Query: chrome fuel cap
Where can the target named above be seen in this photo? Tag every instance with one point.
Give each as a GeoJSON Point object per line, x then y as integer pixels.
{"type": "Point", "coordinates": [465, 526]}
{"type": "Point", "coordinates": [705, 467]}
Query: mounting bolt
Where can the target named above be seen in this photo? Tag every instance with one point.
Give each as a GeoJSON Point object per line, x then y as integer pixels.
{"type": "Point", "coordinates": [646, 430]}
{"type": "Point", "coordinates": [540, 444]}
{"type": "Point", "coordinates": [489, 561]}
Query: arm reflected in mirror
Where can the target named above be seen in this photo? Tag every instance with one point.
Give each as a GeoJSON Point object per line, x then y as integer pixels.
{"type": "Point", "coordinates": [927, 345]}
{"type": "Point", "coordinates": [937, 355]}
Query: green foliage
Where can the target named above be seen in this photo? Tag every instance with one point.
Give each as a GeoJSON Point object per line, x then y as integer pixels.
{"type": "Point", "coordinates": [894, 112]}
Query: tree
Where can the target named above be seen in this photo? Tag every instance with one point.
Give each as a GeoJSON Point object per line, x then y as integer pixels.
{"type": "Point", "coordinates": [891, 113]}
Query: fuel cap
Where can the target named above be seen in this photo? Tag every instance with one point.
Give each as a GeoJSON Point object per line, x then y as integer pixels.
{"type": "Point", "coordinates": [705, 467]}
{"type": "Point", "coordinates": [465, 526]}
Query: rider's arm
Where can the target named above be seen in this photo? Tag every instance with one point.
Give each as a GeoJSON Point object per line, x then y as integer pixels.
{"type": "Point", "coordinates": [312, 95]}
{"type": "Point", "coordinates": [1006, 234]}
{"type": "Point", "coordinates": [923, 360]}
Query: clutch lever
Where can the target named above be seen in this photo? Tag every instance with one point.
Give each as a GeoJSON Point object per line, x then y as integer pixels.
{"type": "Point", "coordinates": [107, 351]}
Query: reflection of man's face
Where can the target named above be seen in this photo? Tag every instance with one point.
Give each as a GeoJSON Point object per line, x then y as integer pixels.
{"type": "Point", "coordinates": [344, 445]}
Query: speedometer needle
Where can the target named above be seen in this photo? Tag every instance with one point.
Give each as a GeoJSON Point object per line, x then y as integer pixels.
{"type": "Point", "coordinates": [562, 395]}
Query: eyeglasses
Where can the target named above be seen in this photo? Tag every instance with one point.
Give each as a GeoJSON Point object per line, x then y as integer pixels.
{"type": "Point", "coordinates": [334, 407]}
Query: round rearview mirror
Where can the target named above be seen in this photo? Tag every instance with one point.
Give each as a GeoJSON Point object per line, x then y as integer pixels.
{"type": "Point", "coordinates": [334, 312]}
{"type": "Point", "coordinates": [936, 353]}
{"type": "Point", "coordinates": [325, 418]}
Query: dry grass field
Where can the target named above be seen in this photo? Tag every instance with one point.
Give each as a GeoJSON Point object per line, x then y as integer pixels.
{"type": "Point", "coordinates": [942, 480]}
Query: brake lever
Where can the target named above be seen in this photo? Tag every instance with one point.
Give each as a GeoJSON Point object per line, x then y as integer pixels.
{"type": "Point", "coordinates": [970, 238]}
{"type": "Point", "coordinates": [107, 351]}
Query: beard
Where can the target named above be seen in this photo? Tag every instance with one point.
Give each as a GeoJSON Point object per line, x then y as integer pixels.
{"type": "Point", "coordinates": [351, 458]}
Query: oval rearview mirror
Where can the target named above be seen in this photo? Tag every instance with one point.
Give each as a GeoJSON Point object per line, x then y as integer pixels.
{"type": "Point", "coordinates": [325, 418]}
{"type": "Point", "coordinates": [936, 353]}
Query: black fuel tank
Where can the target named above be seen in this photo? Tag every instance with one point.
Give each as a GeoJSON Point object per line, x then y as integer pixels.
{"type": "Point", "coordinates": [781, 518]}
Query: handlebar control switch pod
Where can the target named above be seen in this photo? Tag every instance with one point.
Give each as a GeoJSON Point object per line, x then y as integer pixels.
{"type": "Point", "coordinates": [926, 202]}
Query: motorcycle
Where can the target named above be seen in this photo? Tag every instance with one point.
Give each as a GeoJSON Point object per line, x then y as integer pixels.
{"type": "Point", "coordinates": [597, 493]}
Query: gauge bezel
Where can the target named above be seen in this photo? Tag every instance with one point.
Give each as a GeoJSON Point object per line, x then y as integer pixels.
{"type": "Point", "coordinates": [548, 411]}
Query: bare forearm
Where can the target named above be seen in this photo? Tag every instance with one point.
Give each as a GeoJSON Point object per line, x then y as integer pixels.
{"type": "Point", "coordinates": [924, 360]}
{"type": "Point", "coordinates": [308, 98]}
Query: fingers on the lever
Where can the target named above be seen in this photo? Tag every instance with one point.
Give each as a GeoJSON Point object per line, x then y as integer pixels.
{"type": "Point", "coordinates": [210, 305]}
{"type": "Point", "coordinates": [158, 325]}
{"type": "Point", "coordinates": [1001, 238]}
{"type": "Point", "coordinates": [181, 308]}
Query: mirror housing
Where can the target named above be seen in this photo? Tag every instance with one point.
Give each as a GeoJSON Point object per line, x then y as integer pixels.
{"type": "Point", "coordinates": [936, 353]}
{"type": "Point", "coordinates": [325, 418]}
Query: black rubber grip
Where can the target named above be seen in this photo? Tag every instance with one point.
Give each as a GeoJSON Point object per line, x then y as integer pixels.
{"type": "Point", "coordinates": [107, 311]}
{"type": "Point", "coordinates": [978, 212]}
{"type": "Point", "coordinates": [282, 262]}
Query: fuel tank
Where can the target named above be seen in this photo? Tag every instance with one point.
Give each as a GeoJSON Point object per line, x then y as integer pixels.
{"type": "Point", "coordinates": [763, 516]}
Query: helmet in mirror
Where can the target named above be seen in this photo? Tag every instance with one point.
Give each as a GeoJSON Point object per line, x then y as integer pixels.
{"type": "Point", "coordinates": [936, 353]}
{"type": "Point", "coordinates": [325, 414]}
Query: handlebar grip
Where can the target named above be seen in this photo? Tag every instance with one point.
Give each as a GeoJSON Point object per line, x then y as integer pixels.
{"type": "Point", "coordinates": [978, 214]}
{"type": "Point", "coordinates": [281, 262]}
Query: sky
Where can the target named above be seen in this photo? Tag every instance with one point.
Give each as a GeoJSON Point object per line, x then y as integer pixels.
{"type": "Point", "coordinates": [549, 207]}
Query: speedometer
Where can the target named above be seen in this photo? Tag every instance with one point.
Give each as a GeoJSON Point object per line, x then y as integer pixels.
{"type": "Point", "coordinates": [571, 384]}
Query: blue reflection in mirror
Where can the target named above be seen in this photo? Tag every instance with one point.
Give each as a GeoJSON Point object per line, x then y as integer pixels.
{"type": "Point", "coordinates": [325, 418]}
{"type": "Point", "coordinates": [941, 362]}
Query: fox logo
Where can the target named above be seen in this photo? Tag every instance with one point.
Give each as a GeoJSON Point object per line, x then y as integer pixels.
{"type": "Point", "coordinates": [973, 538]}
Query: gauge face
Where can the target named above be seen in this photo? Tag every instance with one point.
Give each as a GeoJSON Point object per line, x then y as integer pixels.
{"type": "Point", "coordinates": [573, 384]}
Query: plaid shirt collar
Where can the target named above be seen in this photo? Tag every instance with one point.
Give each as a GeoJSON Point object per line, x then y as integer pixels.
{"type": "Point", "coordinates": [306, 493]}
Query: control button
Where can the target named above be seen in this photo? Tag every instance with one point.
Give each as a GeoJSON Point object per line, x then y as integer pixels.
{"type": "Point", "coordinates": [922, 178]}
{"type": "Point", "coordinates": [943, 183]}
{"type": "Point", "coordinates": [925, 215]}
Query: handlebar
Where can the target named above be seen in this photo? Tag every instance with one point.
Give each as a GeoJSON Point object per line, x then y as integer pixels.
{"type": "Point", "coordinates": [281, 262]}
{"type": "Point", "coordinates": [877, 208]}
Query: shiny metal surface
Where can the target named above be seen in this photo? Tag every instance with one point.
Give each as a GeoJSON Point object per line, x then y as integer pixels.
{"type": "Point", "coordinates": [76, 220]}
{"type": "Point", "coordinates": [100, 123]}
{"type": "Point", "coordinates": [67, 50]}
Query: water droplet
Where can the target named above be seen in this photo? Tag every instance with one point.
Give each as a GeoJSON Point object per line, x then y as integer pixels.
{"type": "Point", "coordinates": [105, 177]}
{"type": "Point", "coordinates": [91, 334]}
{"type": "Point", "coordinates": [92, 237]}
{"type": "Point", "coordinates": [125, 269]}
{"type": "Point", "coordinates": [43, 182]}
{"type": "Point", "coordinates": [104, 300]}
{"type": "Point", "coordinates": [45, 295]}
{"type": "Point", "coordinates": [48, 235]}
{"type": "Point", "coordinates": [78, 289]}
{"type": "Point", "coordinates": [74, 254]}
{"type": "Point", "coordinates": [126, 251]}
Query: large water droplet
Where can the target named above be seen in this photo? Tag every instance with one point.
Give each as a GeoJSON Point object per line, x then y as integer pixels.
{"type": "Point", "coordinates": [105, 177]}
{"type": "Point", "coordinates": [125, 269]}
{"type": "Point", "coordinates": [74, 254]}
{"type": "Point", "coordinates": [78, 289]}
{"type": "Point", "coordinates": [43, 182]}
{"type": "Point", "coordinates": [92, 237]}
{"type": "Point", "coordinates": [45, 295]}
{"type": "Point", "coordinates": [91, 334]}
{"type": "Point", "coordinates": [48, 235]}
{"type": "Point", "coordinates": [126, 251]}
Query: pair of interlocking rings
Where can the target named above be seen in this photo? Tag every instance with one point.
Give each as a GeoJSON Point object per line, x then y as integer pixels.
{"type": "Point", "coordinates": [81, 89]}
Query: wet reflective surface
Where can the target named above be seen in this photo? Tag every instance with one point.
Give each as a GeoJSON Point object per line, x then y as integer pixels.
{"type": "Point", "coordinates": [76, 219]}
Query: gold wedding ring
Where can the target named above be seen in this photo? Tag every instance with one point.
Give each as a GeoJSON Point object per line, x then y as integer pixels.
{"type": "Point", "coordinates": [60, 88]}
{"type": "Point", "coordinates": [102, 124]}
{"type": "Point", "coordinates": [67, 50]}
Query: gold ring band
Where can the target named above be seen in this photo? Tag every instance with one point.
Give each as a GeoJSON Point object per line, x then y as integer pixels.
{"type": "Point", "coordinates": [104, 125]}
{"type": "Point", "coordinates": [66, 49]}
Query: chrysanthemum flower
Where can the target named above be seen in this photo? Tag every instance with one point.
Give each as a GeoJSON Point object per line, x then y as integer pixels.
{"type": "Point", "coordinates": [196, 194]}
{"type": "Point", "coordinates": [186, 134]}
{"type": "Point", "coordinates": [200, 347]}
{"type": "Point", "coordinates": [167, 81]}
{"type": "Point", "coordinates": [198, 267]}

=-=-=

* _Problem to solve_: Exactly and exclusively, repeat the lines from the line that contains "Query: large water droplet" through the end of the records, both ends included.

* _The completed task_:
Query: large water droplet
Where can the target named above be seen in this photo? Tag every instance with one point.
Give each as a GeoJSON Point object per line, x then y as integer pixels.
{"type": "Point", "coordinates": [105, 177]}
{"type": "Point", "coordinates": [125, 269]}
{"type": "Point", "coordinates": [74, 254]}
{"type": "Point", "coordinates": [78, 289]}
{"type": "Point", "coordinates": [43, 182]}
{"type": "Point", "coordinates": [92, 237]}
{"type": "Point", "coordinates": [45, 295]}
{"type": "Point", "coordinates": [91, 334]}
{"type": "Point", "coordinates": [48, 235]}
{"type": "Point", "coordinates": [126, 251]}
Query: pair of interlocking rings
Where can the target named above be seen in this photo? Tag every instance with one point.
Give each as a GeoJSON Point object per line, x then y as integer pixels.
{"type": "Point", "coordinates": [81, 89]}
Query: wet reflective surface
Where can the target named above be seen in this photo? Tag every instance with one point.
Give each as a GeoJSON Point object per line, x then y as integer pixels.
{"type": "Point", "coordinates": [76, 219]}
Query: gold wedding ring
Where can the target named above be seen in this photo? Tag every instance with one point.
Give each as a GeoJSON Point object per line, x then y as integer pixels.
{"type": "Point", "coordinates": [60, 88]}
{"type": "Point", "coordinates": [102, 124]}
{"type": "Point", "coordinates": [67, 50]}
Query: gold ring band
Where can the target named above be seen in this photo? Tag every instance with one point.
Give each as a GeoJSON Point object per line, x then y as integer pixels.
{"type": "Point", "coordinates": [104, 125]}
{"type": "Point", "coordinates": [66, 49]}
Query: chrysanthemum flower
Where can the target named above be seen in this photo? Tag every instance with one point.
Give each as a GeoJSON Point object per line, x then y as integer pixels.
{"type": "Point", "coordinates": [196, 194]}
{"type": "Point", "coordinates": [186, 134]}
{"type": "Point", "coordinates": [200, 347]}
{"type": "Point", "coordinates": [167, 81]}
{"type": "Point", "coordinates": [198, 267]}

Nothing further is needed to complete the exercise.